Written task
Omit all pictures, then retype the data exactly as given.

Supplied material
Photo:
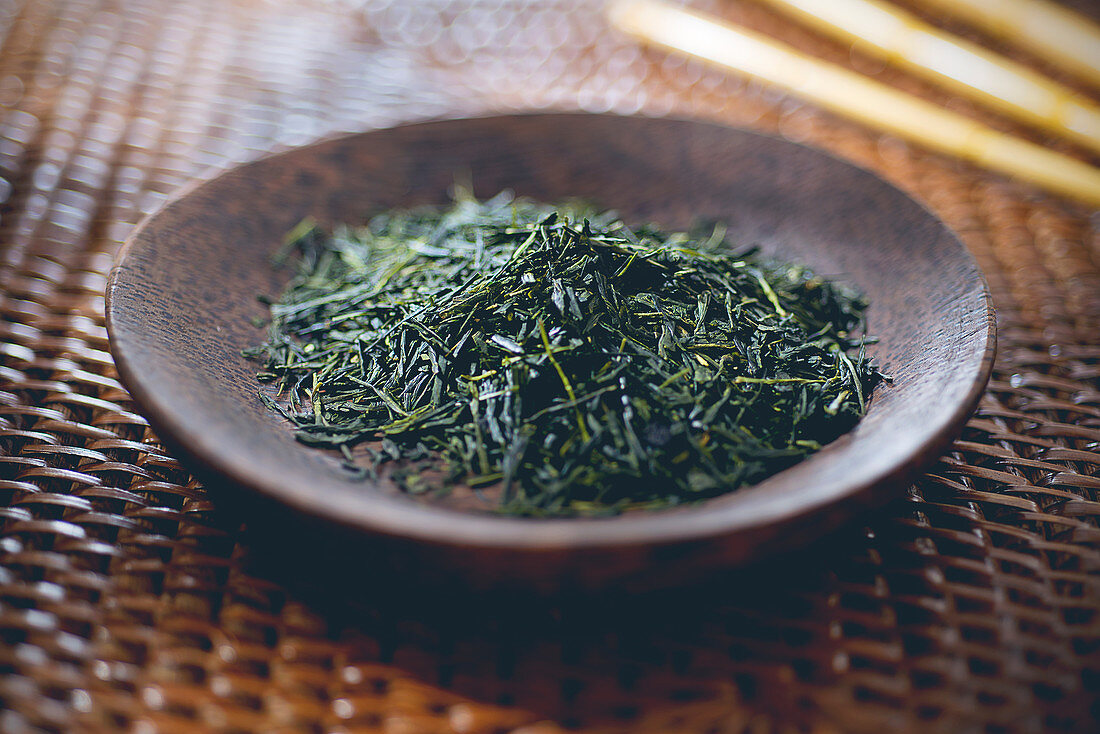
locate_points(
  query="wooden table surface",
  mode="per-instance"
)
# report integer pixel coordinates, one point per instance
(131, 599)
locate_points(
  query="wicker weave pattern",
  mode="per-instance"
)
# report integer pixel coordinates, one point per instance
(128, 601)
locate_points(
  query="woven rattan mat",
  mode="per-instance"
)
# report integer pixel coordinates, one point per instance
(130, 601)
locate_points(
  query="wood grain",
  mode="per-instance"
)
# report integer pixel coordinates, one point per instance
(182, 298)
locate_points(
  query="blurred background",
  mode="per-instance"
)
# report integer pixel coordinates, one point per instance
(128, 600)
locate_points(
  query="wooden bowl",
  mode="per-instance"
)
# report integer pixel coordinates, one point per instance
(183, 296)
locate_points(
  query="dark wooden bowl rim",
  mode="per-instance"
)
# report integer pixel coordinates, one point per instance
(191, 428)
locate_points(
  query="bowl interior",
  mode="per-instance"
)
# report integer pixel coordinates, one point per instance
(184, 295)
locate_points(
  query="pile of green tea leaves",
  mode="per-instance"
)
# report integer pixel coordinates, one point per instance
(578, 365)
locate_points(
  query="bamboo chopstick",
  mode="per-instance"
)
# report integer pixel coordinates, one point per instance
(846, 92)
(1051, 32)
(964, 67)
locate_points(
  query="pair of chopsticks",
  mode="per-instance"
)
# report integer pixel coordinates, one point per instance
(903, 40)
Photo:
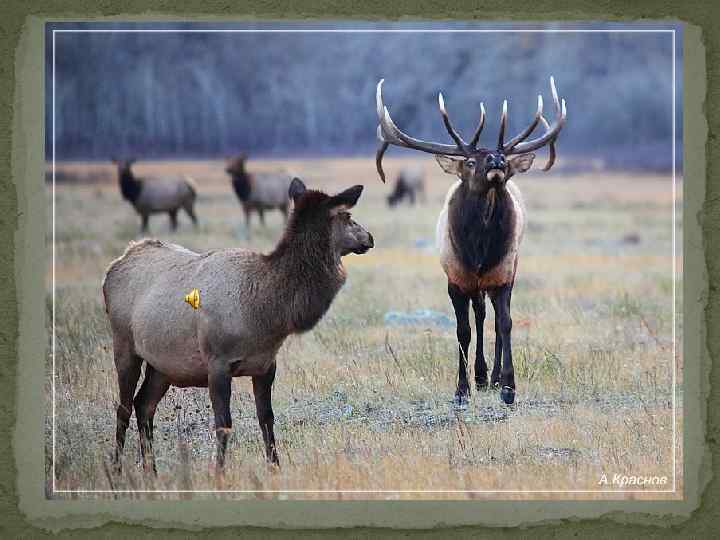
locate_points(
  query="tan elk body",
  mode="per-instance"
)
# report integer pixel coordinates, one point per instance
(157, 195)
(249, 303)
(480, 227)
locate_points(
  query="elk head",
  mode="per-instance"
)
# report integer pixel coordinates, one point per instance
(477, 166)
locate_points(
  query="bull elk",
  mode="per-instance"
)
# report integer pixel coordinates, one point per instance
(480, 227)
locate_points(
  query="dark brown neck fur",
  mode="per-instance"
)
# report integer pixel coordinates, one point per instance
(307, 267)
(481, 226)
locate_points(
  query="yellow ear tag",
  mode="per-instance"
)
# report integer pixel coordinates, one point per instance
(193, 298)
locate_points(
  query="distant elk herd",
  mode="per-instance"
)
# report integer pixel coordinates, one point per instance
(244, 304)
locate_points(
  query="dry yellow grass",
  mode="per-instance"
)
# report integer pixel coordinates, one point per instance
(592, 335)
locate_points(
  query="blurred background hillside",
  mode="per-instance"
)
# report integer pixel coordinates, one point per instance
(208, 95)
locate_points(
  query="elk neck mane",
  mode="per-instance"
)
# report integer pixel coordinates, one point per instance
(481, 226)
(305, 265)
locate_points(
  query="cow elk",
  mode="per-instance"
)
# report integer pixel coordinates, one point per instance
(480, 227)
(258, 192)
(156, 195)
(242, 307)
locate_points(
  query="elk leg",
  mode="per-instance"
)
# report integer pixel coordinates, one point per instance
(461, 304)
(219, 385)
(262, 388)
(153, 388)
(480, 365)
(128, 367)
(495, 375)
(173, 219)
(247, 211)
(504, 324)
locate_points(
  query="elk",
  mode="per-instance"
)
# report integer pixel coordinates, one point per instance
(409, 184)
(153, 196)
(242, 307)
(258, 192)
(480, 227)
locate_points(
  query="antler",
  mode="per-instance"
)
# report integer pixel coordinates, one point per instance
(388, 133)
(516, 146)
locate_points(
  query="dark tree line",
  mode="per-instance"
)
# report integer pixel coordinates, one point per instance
(213, 94)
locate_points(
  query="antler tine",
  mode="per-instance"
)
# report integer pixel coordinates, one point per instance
(551, 147)
(478, 130)
(393, 135)
(446, 120)
(551, 132)
(388, 133)
(503, 125)
(378, 159)
(520, 137)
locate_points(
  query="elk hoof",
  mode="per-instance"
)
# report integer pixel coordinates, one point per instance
(507, 394)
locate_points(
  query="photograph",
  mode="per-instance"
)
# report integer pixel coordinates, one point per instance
(353, 260)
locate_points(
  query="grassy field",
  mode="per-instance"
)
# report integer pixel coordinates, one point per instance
(361, 406)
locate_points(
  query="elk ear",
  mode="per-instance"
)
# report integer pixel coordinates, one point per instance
(345, 200)
(297, 188)
(450, 165)
(521, 163)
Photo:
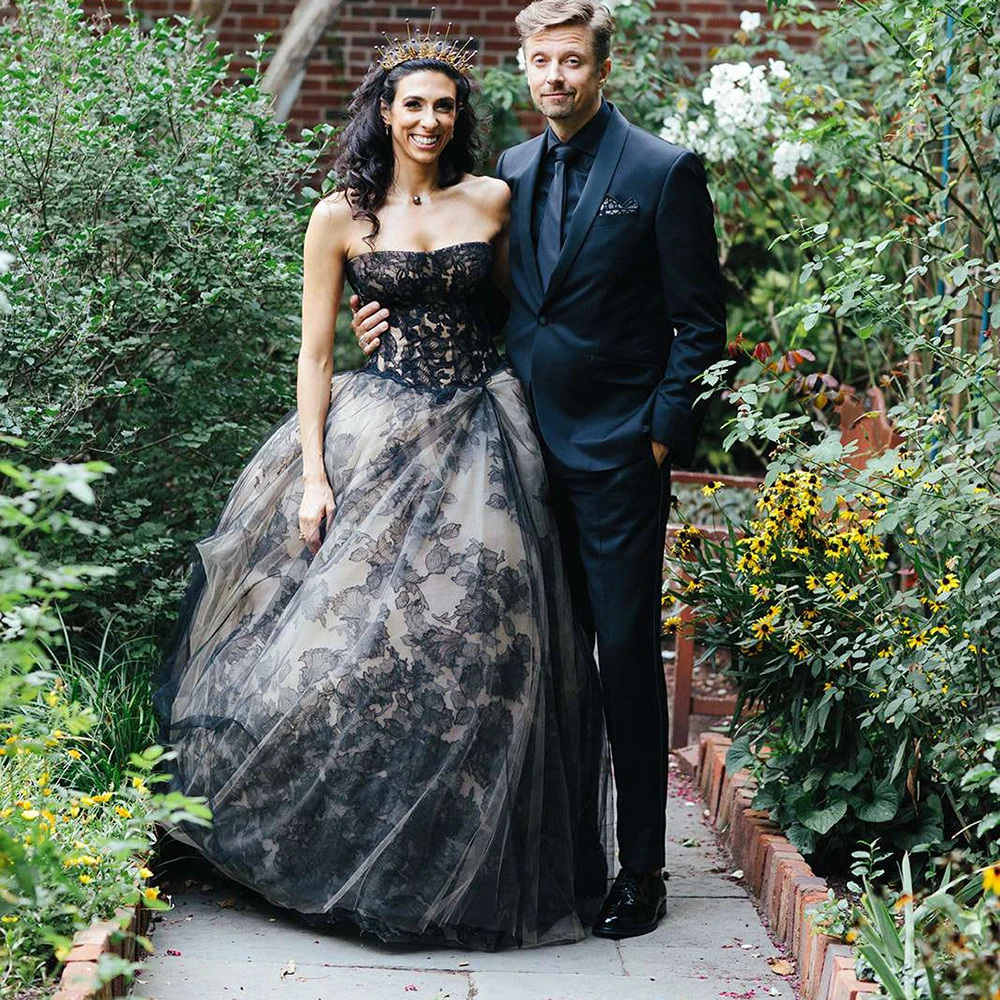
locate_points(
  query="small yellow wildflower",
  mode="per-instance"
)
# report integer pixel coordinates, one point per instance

Solution below
Photo:
locate_points(
  query="wooden table surface",
  mode="per-instance"
)
# report integer pixel coordinates, one point per instance
(131, 599)
locate_points(
  query="wicker weave pattern",
  mode="per-instance"
)
# report integer pixel coordinates, one point per instance
(128, 601)
locate_points(
  query="woven rattan mat",
  mode="per-instance"
)
# report integer pixel coordinates, one point per instance
(130, 601)
locate_points(
  query="wood grain",
  mode="per-instance"
)
# report integer pixel coordinates, one point per instance
(182, 298)
locate_points(
  query="blurred background",
  mode="per-instance"
)
# report integer pixel coordinates, one point per instance
(128, 600)
locate_points(
  query="wooden bowl",
  mode="per-instance"
)
# report integer pixel coordinates, one point per instance
(183, 296)
locate_points(
  query="dark wooden bowl rim",
  mode="per-instance"
)
# report integer pixel coordinates, one point per instance
(191, 428)
locate_points(
  query="bowl interior",
  mode="per-instance"
)
# report integer pixel coordinates, one point per instance
(184, 295)
locate_points(
  query="pile of green tea leaves",
  mode="per-instance"
)
# report integer pixel coordinates, one point per instance
(578, 365)
locate_points(
  query="bamboo chopstick",
  mode="per-instance"
)
# report integer pixel coordinates, one point per instance
(846, 92)
(1051, 32)
(964, 67)
locate_points(
  query="pair of chopsticks",
  mode="per-instance"
)
# report integer pixel coordinates, one point per instance
(903, 40)
Photo:
locate_points(
  query="tan elk body",
  mode="per-instance"
)
# report integer pixel coordinates, one point per instance
(157, 195)
(249, 303)
(480, 227)
locate_points(
  query="elk head",
  mode="per-instance"
)
# report integer pixel coordinates, one point per instance
(477, 166)
locate_points(
  query="bull elk",
  mode="per-instance"
)
# report integer pixel coordinates, one point per instance
(480, 227)
locate_points(
  query="dark brown neck fur",
  mode="per-instance"
)
# report integer pixel coordinates, one point per instance
(307, 267)
(481, 226)
locate_points(
  query="yellow ear tag",
  mode="per-instance"
)
# report integer pixel coordinates, one point per instance
(193, 298)
locate_points(
  query="distant elk herd",
  mode="per-instance"
)
# report integer pixel coordinates, one point per instance
(244, 304)
locate_points(
  query="dry yellow grass",
  mode="per-instance"
)
# report integer pixel coordinates, one point per instance
(592, 335)
locate_points(
  query="blurred background hillside",
  mode="per-instance"
)
# report integer pixel coordinates, one point per instance
(208, 95)
locate_points(
  query="elk neck mane",
  mode="per-instance"
)
# report integer pixel coordinates, one point per instance
(481, 226)
(305, 265)
locate_points(
  query="cow elk",
  mode="per-instance"
)
# report integer pixel coordinates, one point per instance
(480, 227)
(258, 192)
(156, 195)
(242, 307)
locate_points(
  query="elk leg",
  mode="per-instance"
)
# report integer pixel coordinates, one point per instance
(461, 304)
(219, 385)
(262, 388)
(153, 388)
(480, 365)
(128, 367)
(495, 375)
(173, 219)
(247, 211)
(504, 324)
locate_points(
  query="elk",
  mode="per-instance"
)
# report integer pixel coordinates, one point per instance
(409, 184)
(153, 196)
(242, 307)
(258, 192)
(480, 227)
locate_points(
  query="antler",
  mode="per-instance"
)
# report integer pixel coordinates, one point per instance
(388, 133)
(516, 146)
locate_points(
  query="dark tree line",
  mode="per-instance"
)
# report integer pixel coordinates, one point per instance
(213, 94)
locate_points(
  query="antler tine",
  mode="per-instance"
)
# report integer pixel coordinates, one point per instance
(551, 147)
(478, 130)
(393, 135)
(446, 120)
(551, 132)
(388, 133)
(503, 125)
(378, 159)
(520, 137)
locate_points(
  query="elk hoof",
  mode="per-instance"
)
# report integer pixel coordinates, one point per instance
(507, 394)
locate_points(
  query="photograph",
  mode="per-instance"
)
# report integer pixel coordinates, one point per instance
(353, 260)
locate_points(
  query="grassy field",
  mode="per-instance"
)
# report integer pixel coordinates, one point per instance
(361, 406)
locate_points(
  query="elk ear",
  mode="per-instance"
)
# report integer pixel coordinates, one point per instance
(345, 200)
(297, 188)
(450, 165)
(521, 163)
Photo:
locate_points(
  query="small yellow wildflower",
  mode="per-instance"
)
# report integer pixel coordinates, one point per instance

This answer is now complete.